TEXT SECTION:

= = = = =

4. A magnet roll, comprising:
a permanent-magnet member having a plurality of magnet poles extending
axially on an outer circumferential surface of said permanent-magnet
member;
a non-magnetic stainless-steel hollow cylindrical sleeve, said hollow
cylindrical sleeve being connected via flanges for rotation with respect
to said permanent-magnet member;
a coating of stainless-steel containing more than 20% chromium, said
coating of stainless-steel being applied as a metal-sprayed film deposited
on a surface of said non-magnetic stainless-steel hollow cylindrical
sleeve by spraying.
5. A magnet roll according to claim 4, wherein said non-magnetic
stainless-steel hollow cylindrical sleeve includes 18.0-20.0% chromium and
8.0-10.5% nickel.
6. A magnetic roll according to claim 4, wherein said stainless-steel
coating includes 24.0-26.0% chromium and 12.0-15.0% nickel.
7. A magnet roll as set forth in claim 1 wherein said metal-sprayed film
has both normal portions having high chromium contents and low-chromium
portions; the chromium content of said normal portions being more than 20
wt. %.

= = = = =

EXERCISE BRIEF: Reproduce the passage of the magnet roll claims starting at "4. A magnet" and ending at "sleeve by spraying.".

= = = = =

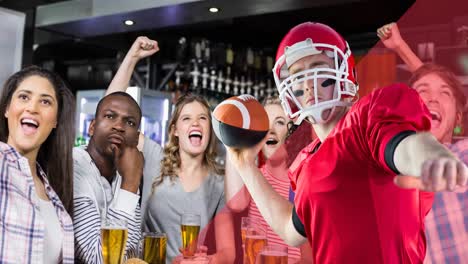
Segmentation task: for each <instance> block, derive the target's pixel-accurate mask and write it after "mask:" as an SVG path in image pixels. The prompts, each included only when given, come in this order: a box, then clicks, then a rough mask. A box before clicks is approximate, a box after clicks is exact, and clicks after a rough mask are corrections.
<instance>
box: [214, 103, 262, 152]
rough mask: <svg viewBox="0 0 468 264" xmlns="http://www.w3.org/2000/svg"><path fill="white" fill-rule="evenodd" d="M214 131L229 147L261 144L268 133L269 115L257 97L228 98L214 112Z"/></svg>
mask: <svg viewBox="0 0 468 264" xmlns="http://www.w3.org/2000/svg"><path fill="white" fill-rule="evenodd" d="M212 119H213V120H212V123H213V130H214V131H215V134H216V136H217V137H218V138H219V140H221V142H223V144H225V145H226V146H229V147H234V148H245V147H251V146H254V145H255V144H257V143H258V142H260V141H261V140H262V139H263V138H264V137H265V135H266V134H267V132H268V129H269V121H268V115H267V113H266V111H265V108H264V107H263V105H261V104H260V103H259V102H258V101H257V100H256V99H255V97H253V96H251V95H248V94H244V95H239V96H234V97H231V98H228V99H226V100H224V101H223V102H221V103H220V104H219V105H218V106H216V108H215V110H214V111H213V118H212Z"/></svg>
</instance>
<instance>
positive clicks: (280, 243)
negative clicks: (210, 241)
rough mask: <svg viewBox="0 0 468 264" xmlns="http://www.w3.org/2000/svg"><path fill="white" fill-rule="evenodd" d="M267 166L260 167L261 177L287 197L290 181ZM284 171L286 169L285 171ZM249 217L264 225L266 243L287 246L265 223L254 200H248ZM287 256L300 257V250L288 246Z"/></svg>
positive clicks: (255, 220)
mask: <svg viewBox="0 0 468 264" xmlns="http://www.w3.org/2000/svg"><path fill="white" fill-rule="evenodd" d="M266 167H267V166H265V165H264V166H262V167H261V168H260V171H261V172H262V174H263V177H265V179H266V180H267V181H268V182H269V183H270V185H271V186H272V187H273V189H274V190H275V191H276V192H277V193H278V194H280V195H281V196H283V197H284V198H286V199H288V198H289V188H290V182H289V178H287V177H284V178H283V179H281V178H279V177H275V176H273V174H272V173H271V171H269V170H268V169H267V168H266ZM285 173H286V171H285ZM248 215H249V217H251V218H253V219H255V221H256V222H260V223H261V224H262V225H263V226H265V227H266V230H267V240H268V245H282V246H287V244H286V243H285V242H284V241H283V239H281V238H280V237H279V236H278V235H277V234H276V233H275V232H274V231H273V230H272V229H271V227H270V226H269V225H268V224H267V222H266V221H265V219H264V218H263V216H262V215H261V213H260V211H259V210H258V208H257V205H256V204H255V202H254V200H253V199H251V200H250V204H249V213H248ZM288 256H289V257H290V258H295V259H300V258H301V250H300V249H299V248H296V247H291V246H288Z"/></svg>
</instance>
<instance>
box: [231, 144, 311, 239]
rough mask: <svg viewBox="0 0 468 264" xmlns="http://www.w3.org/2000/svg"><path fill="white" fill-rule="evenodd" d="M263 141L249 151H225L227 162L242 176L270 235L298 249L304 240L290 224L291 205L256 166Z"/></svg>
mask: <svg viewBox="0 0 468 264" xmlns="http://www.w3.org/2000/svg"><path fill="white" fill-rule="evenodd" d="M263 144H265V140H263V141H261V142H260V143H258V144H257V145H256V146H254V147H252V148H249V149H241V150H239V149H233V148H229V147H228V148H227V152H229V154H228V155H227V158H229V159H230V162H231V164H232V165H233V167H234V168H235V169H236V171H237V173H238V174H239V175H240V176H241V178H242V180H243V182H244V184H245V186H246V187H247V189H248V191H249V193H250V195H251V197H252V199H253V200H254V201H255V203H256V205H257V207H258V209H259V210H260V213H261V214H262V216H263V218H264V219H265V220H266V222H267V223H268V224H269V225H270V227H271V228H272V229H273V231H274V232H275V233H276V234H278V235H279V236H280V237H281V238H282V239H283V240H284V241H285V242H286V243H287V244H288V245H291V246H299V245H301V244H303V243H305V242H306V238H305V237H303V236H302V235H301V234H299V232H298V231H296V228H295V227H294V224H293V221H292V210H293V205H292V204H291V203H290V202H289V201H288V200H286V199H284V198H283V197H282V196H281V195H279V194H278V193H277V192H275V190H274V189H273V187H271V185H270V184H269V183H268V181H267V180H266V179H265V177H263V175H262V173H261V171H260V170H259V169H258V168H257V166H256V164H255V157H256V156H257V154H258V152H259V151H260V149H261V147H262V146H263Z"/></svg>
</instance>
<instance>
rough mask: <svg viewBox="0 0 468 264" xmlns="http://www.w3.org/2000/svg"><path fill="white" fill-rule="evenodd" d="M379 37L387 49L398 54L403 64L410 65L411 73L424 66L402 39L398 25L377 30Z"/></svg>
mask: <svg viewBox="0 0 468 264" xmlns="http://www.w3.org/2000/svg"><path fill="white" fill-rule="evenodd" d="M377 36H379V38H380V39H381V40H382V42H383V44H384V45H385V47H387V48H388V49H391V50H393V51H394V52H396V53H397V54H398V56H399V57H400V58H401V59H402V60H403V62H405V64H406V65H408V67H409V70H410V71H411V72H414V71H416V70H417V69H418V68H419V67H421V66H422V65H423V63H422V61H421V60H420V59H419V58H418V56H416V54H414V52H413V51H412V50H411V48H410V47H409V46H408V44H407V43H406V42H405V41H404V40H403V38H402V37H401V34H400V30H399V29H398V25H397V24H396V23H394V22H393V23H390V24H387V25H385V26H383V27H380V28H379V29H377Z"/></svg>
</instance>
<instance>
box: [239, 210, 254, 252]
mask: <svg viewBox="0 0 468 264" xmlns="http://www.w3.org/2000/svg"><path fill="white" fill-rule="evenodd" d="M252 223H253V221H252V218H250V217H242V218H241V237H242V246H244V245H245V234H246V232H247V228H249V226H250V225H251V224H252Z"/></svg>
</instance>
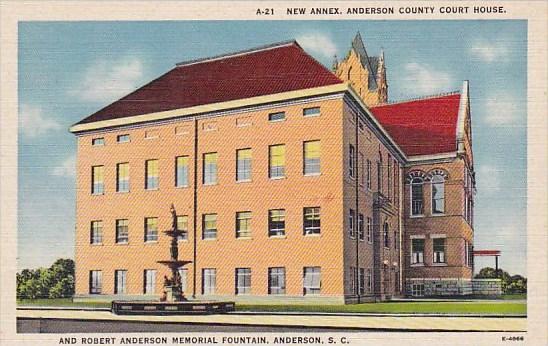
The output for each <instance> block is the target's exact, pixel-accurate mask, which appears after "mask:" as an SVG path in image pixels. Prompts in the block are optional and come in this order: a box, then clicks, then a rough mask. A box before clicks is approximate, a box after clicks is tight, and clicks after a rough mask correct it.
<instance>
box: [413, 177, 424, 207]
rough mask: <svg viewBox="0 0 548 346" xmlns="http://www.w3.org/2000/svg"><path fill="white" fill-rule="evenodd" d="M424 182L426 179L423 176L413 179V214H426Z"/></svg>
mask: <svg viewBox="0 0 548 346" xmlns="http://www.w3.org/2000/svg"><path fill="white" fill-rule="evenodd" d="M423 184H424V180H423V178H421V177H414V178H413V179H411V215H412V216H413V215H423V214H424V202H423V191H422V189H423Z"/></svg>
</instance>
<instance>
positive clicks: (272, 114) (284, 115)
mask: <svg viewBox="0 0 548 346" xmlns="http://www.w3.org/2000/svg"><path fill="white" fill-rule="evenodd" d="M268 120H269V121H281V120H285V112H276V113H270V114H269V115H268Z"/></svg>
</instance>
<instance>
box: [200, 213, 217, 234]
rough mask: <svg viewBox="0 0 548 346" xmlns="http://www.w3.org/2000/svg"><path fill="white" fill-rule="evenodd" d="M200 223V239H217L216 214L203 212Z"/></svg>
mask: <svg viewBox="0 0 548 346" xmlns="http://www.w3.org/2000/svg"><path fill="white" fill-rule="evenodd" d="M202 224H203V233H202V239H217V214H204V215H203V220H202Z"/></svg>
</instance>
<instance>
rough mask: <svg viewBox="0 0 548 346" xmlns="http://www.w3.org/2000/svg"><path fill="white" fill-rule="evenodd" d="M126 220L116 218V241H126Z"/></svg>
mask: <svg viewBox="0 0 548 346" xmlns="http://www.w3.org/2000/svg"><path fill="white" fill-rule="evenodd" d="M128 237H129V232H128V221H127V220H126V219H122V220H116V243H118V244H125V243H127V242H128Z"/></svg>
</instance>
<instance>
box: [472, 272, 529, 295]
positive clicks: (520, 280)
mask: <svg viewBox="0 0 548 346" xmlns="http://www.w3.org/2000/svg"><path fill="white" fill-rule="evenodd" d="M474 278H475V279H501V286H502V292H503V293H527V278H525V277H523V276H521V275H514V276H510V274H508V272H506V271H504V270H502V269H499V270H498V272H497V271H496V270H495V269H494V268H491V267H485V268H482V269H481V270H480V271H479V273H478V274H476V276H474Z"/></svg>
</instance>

= = = = =

ANSWER SECTION:
4. A magnet roll, comprising:
a permanent-magnet member having a plurality of magnet poles extending
axially on an outer circumferential surface of said permanent-magnet
member;
a non-magnetic stainless-steel hollow cylindrical sleeve, said hollow
cylindrical sleeve being connected via flanges for rotation with respect
to said permanent-magnet member;
a coating of stainless-steel containing more than 20% chromium, said
coating of stainless-steel being applied as a metal-sprayed film deposited
on a surface of said non-magnetic stainless-steel hollow cylindrical
sleeve by spraying.